_Description of the task_
Duplicate, word for word, the part of the celebrity gossip text that opens with the words containing "Coming soon to" and closes with "maybe you do.".

_Page text_
::::
All that speculation about Meg Ryan and Dennis Quaid getting back together? Untrue, it would seem. "Dennis and Meg are maintaining an amicable relationship for the sake of their child," a source told the New York Daily News. "But she's not coming back, and he's not asking her." Nor is Ryan giving her old gladiator pal Russell Crowe another try. "I don't think for one second she thought that [relationship] was going anywhere," says the source. Anywhere but into boldface type, that is.

What is it with Ron Silver and courts? The actor has just finished playing hotshot lawyer Robert Shapiro in the O.J. Simpson miniseries "An American Tragedy" -- and now he's headed back to the court. He's just signed on to play tennis great Bobby Riggs opposite Holly Hunter's Billie Jean King in a TV movie about their 1973 grudge match. If the tennis shoe fits ...?

Coming soon to a television near you: Jeff Goldblum, the actor with the ... strangest ... cadence in the ... business. According to the Hollywood Reporter, Goldblum has just signed a seven-figure deal with 20th Century Fox TV to develop and star in a series for the 2001-02 season. So far there's no concept for the show, but Fox's Dana Walden was moved to comment, "Jeff Goldblum is the type of performer that you just sit around and wait for them to decide to do TV." Well, maybe you do.
::::
_Entries provided_
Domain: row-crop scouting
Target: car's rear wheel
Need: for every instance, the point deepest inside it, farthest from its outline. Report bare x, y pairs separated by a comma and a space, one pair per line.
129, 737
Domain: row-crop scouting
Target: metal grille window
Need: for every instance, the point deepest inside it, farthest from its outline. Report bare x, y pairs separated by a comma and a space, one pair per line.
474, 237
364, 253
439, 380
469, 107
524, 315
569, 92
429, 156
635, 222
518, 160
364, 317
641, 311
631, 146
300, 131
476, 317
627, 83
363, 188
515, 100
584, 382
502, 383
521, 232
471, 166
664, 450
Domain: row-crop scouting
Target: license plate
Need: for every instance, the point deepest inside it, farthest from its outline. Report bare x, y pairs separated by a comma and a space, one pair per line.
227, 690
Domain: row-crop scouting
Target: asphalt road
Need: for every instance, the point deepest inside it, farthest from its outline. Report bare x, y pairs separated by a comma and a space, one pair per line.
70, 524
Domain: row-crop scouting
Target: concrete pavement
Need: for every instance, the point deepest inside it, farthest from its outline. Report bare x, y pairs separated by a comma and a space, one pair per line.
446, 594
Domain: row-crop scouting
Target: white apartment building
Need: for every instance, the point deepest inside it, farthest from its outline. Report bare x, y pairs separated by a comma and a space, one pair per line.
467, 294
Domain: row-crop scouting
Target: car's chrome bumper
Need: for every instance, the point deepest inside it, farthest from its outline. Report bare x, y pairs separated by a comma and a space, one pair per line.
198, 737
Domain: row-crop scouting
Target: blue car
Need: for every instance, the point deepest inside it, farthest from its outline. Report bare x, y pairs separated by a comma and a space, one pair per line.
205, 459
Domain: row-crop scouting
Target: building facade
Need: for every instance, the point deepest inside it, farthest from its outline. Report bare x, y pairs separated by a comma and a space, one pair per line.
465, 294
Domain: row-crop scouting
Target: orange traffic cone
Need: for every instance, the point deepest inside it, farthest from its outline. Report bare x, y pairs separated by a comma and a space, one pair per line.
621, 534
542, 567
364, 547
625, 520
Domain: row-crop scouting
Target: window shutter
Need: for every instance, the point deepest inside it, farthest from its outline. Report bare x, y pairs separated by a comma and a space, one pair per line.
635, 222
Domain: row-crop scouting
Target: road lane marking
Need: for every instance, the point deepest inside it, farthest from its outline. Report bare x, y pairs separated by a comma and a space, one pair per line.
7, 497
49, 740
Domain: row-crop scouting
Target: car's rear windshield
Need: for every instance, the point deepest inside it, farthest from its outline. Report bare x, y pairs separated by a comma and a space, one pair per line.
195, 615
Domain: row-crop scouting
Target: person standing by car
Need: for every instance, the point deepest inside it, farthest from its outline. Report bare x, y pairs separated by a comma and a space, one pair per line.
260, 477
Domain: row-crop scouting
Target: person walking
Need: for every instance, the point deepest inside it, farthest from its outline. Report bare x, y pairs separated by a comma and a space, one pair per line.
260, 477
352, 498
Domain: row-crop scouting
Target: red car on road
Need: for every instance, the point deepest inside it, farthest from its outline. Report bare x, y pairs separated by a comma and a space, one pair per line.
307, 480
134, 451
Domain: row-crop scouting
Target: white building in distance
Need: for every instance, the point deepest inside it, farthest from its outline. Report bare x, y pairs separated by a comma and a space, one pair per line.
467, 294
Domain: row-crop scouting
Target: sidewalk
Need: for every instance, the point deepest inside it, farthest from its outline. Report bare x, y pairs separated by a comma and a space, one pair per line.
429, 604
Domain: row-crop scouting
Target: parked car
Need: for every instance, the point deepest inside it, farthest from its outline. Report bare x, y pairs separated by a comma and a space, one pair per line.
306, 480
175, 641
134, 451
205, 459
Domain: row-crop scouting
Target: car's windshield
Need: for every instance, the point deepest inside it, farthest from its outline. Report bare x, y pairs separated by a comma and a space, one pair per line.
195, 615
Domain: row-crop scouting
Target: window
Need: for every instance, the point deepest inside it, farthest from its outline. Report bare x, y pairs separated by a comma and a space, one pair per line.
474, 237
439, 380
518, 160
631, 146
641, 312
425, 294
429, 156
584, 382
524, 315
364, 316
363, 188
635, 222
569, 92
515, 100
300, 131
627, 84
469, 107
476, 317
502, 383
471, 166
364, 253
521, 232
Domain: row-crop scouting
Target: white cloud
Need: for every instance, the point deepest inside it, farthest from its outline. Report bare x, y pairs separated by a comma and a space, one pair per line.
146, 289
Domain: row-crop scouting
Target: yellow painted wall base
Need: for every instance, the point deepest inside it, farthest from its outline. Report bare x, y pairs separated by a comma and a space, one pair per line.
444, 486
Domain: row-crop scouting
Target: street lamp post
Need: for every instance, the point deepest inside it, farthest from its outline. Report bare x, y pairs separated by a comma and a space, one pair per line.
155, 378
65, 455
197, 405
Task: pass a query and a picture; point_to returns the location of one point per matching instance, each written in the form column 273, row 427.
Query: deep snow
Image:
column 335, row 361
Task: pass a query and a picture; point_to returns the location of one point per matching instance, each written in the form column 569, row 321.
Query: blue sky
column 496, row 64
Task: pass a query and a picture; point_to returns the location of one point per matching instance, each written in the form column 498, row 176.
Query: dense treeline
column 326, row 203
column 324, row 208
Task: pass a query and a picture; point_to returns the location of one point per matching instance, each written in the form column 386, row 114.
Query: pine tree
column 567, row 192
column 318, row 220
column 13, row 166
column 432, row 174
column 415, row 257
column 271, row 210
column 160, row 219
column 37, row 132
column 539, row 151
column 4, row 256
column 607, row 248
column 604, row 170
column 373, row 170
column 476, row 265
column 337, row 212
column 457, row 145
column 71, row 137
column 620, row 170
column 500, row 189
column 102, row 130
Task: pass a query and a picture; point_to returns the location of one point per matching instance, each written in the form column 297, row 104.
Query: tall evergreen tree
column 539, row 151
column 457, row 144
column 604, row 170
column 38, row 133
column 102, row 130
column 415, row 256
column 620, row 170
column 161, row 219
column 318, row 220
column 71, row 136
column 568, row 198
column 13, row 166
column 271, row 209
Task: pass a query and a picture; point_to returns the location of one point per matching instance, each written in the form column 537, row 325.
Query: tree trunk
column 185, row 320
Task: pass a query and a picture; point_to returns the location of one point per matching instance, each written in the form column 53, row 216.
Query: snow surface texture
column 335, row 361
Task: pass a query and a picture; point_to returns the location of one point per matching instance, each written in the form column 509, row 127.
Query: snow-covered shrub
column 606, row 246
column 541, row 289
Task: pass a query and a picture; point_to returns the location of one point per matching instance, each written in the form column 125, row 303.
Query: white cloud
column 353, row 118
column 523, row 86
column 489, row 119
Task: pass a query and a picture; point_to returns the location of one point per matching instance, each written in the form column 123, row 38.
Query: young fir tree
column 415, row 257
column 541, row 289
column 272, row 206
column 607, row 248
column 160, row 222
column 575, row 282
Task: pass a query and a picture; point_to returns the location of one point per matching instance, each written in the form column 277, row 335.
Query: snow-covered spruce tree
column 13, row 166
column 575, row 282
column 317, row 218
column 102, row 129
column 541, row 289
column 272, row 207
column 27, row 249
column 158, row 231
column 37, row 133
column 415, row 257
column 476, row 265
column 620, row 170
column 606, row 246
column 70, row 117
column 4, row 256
::::
_Right answer_
Coming soon to a television near you: Jeff Goldblum, the actor with the ... strangest ... cadence in the ... business. According to the Hollywood Reporter, Goldblum has just signed a seven-figure deal with 20th Century Fox TV to develop and star in a series for the 2001-02 season. So far there's no concept for the show, but Fox's Dana Walden was moved to comment, "Jeff Goldblum is the type of performer that you just sit around and wait for them to decide to do TV." Well, maybe you do.